● **Data listing**:
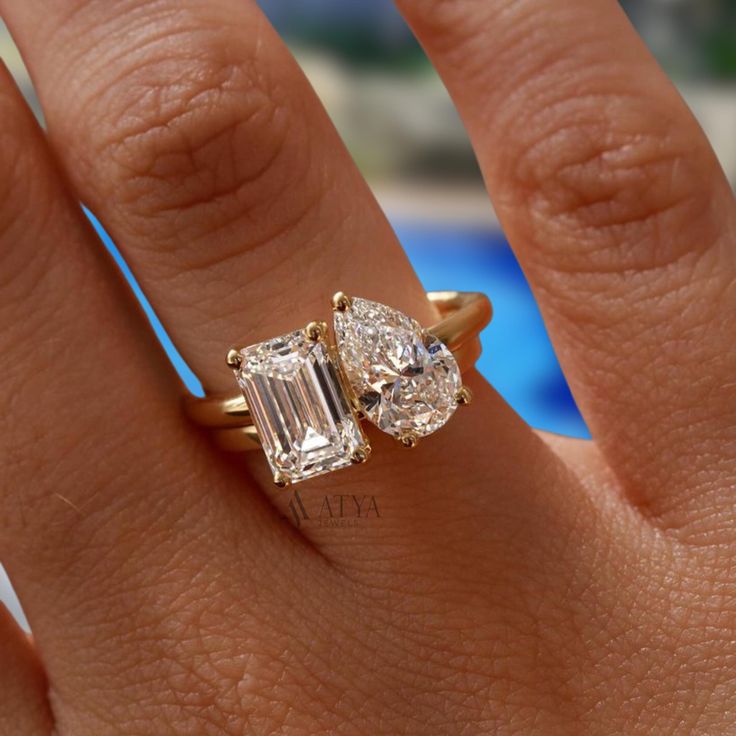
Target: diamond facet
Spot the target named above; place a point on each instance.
(299, 406)
(405, 379)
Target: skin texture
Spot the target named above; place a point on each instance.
(514, 583)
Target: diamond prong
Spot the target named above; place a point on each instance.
(463, 396)
(341, 302)
(360, 455)
(233, 358)
(316, 331)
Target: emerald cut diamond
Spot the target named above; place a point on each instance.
(299, 406)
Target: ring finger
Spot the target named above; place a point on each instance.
(198, 142)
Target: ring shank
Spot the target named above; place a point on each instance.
(463, 317)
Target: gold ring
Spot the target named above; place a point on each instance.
(301, 400)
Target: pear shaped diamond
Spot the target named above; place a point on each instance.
(405, 379)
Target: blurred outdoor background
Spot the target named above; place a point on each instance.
(400, 125)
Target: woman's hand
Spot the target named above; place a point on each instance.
(513, 583)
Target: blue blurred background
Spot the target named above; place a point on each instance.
(397, 120)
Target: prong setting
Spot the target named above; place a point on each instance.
(361, 455)
(463, 396)
(233, 358)
(341, 302)
(316, 331)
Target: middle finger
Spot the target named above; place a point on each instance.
(206, 154)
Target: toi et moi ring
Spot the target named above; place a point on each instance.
(302, 399)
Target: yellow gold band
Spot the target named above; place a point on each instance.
(464, 315)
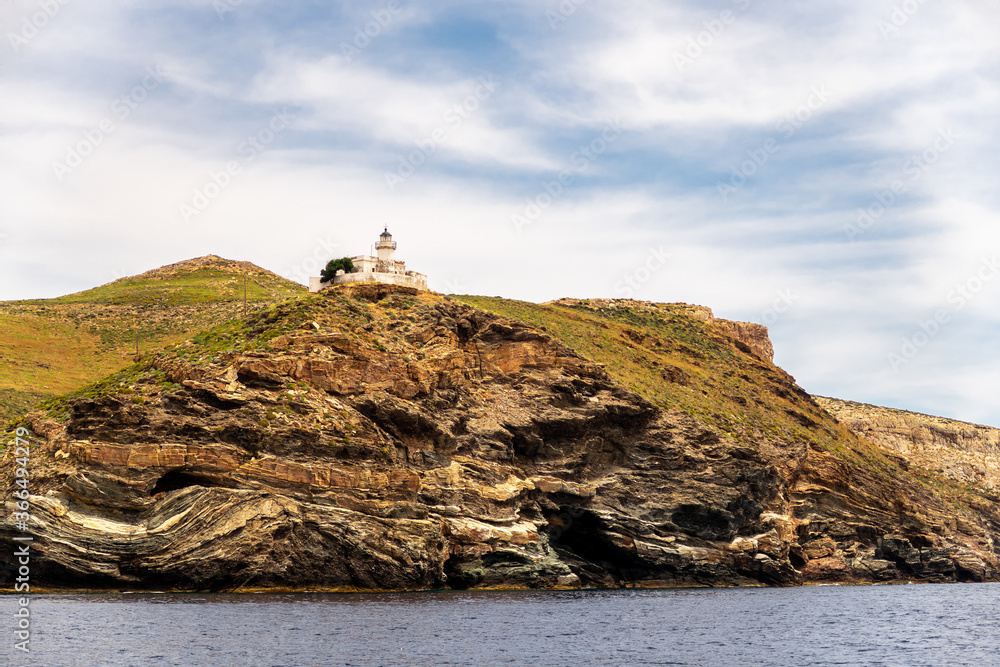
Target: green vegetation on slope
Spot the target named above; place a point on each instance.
(53, 346)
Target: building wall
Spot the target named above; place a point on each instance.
(409, 279)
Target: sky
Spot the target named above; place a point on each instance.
(826, 169)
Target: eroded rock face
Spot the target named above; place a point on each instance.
(388, 440)
(967, 453)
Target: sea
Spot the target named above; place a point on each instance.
(920, 624)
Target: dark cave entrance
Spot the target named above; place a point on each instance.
(179, 479)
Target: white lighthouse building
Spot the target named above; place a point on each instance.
(383, 268)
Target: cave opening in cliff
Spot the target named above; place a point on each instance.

● **Activity**: Retype word for word all the material given above, and keep the pictures out.

● **Answer for this exercise**:
Target: diamond facet
Spot the target named above; place a point on each instance.
(299, 406)
(405, 379)
Target: skin texture
Spot the target named above; place a point on each instance.
(514, 583)
Target: diamond prong
Spot the target named above; place a point on each instance.
(463, 396)
(341, 302)
(360, 455)
(233, 358)
(316, 331)
Target: emerald cut diamond
Spot the target named above; place a point on each instance.
(299, 406)
Target: ring finger
Spot the target named above; place a point on each instance.
(198, 142)
Target: ring shank
Spot the target named above; place a point on each instance.
(463, 317)
Target: gold ring
Spot the target named above; place a point on each instance.
(301, 400)
Target: pear shaped diamond
Spot the target named above; place a point on each instance.
(405, 379)
Target: blurred outdoor background
Spot the target named above; place a point on each instance.
(400, 125)
Target: woman's hand
Spot the target named above; place a point on each instance.
(513, 583)
Target: blue blurred background
Spot the target named above; place a point on each instance.
(397, 120)
Target: prong setting
Spot the target named above; place a point on each instance.
(361, 455)
(463, 396)
(233, 358)
(341, 302)
(316, 331)
Target: middle finger
Spot the target named above; place a point on each instance.
(206, 154)
Target: toi et moi ring
Spot the target named above; place a point on each instance.
(302, 399)
Target: yellow gold band
Spot the target named above; place a point on each instance.
(464, 315)
Target: green vegetation on slope
Spot the target named above; place a point on each instance.
(53, 346)
Target: building wall
Spot the target named above; place a point on each instance.
(409, 279)
Target: sky
Spot the target named above; place a point on each instance.
(826, 169)
Target: eroded rock face
Spot the target named above; place a point on each instance.
(388, 440)
(967, 453)
Target: sea
Spot the target named above; place a point on each instance.
(920, 624)
Target: dark cave entrance
Spot the target named above; place a point on each instance.
(179, 479)
Target: white lighthouse building
Spot the target named above; place a point on each instance.
(383, 268)
Target: cave opening in cliff
Spot the target named above; place a point on each instance.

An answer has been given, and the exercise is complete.